Page.

1. This is a suit by an auction-purchaser claiming from the decree-holder a refund of a portion of the purchase-money paid by him, on the ground that, instead of the area of the property sold being, 400 bighas, as stated in the sale proclamation, it is only 250 bighas, and also asking for abatement of rent in respect of such deficiency of area.
2. The auction sale was held on the 17th June 1893; the purchase-money was Rs. 1,200; the sale has been confirmed and the sale certificate granted.
3. The suit was instituted on the 15th March 1895. The sale proclamation, which gave particulars and a description of the property to be sold, is not before us; but we are informed that the property was described as a tenure consisting of 400 bighas within certain boundaries.
4. The suit is based upon the alleged fraud of the decree-holder. It is alleged that the decree-holder made false and fraudulent allegations in respect of the area of the property mentioned in the proclamation of sale, and the plaintiff says that Rs. 750 was the true market value of the 250 bighas, but there is no finding by the Lower Court as to this, nor is there any finding that the plaintiff has sustained any loss, and there was no condition in the sale proceedings as to compensation for errors or misdescription. The defendant, the decree-holder, has offered the plaintiff to pay him back his purchase-money and release him from his purchase, but this offer has been refused.
5. The Munsiff gave a decree in plaintiff's favour for the compensation claimed, but the Lower Appellate Court reversed that decree and held that, in the circumstances, the plaintiff was not entitled to any compensation. He finds as a fact that there is not an iota of proof to substantiate the charge of fraud which has been imputed to the decree-holder, and he also finds that there is good ground for saying that the plaintiff knew all about the property prior to his purchase.
6. I am not prepared to agree with the view of the learned Subordinate Judge that, in order to enable the plaintiff to successfully claim compensation, it is essential for him to make out a case of fraud against the decree-holder, a view which he bases upon the case of Abdullah Khan v. Abdur Rahman Beg (1896) I. L. R. 18 All. 322. in the Allahabad High Court. Here, no doubt, as I have said, the plaintiff's case is based upon fraud; he has so framed his case and failed, and I am not sure that, strictly, it ought not to be dismissed. But it has been urged that, irrespective of any fraud on the part of the defendant, the plaintiff is entitled to compensation by reason of the deficiency in the quantity of land actually sold. Had he discovered the difference in quantity before the matter had been completed, his claim in effect would have been for specific performance with compensation. There is but little authority in the Indian Courts on the subject, nor is there anything in any of the Codes or Statutes which assists us.
7. The only direct authority in the Indian Courts bearing upon the point is a decision of Mr. Justice Sale sitting on the Original Side in the case of Kissory Mohan Roy v. Kali Charan Ghose (1896) 1. C. W. N. 106., in which he followed the decision of Vice-Chancellor Malins in the case of Whittemore v. Whittemore (1869) L. R. 8 Eq. 603. That was a different case from the present. There the purchase-money was still in Court; the purchaser had, by reason of the misdescription, sustained a substantial loss of over Us. 3,000; and the vendor, rather than that the sale should be rescinded, was willing that the compensation should be paid. Moreover, that was the case of a sale on the Original Side of the Court, and not in the Mofussil, and different considerations apply.

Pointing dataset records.
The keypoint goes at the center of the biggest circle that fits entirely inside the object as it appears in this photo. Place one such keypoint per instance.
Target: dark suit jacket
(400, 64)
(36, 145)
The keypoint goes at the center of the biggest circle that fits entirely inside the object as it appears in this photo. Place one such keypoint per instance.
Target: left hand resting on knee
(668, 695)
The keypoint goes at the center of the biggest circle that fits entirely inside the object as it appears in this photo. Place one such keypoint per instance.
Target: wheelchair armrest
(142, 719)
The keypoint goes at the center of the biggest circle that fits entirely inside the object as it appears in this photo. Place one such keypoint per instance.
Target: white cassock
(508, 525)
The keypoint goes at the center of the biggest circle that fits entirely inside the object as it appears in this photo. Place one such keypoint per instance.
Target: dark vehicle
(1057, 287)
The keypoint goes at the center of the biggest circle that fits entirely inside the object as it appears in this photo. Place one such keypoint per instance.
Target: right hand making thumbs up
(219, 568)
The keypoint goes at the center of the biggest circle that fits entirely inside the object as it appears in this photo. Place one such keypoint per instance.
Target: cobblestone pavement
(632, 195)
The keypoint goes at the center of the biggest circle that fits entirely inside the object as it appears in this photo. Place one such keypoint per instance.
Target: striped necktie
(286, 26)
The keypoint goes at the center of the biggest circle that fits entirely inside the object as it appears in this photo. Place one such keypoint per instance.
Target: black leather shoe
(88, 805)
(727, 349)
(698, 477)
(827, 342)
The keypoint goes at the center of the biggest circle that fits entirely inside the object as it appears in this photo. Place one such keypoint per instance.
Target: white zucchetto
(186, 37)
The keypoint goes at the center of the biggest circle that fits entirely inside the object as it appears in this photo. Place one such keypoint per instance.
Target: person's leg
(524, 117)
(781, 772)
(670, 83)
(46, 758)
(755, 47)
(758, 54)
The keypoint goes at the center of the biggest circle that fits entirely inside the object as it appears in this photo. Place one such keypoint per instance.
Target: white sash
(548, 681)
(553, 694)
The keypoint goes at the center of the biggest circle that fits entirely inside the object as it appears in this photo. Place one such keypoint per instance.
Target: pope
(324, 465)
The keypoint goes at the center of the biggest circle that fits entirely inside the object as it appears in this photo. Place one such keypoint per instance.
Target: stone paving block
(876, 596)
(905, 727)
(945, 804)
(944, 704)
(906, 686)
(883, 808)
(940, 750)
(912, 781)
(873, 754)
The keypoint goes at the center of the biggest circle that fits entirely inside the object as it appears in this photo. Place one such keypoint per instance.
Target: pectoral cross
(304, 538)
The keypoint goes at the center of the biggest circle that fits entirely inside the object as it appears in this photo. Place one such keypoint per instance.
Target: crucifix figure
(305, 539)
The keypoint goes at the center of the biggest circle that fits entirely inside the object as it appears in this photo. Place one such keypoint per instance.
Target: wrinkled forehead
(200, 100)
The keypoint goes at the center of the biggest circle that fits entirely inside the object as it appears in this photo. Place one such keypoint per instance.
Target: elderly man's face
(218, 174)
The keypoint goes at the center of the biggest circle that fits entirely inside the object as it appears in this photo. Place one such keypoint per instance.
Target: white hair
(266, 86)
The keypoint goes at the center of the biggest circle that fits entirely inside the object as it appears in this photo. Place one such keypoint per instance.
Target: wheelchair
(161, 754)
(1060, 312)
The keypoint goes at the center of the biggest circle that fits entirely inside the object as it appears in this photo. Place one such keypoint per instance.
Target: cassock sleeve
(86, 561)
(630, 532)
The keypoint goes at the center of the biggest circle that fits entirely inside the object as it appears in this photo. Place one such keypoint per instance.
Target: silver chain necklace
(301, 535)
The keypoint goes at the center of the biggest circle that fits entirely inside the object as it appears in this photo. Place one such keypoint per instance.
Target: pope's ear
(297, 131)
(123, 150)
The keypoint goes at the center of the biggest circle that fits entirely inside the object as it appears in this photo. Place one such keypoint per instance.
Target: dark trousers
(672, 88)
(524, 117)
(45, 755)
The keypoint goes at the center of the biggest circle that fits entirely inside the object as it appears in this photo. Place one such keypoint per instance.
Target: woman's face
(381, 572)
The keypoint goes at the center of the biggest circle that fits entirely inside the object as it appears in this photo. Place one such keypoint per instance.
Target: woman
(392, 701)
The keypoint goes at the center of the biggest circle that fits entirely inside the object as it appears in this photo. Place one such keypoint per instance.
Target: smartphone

Requests.
a) In the judgment, write out the passage from "4. The suit" to "has been refused." again, switching "purchase-money" to "purchase price".
b) Name every reported case that the judgment cites by its parties.
c) Render this sentence from the judgment in French: "The suit was instituted on the 15th March 1895."

Outputs by task.
a)
4. The suit is based upon the alleged fraud of the decree-holder. It is alleged that the decree-holder made false and fraudulent allegations in respect of the area of the property mentioned in the proclamation of sale, and the plaintiff says that Rs. 750 was the true market value of the 250 bighas, but there is no finding by the Lower Court as to this, nor is there any finding that the plaintiff has sustained any loss, and there was no condition in the sale proceedings as to compensation for errors or misdescription. The defendant, the decree-holder, has offered the plaintiff to pay him back his purchase price and release him from his purchase, but this offer has been refused.

b)
Abdullah Khan v. Abdur Rahman Beg
Kissory Mohan Roy v. Kali Charan Ghose
Whittemore v. Whittemore

c) L'action a été introduite le 15 mars 1895.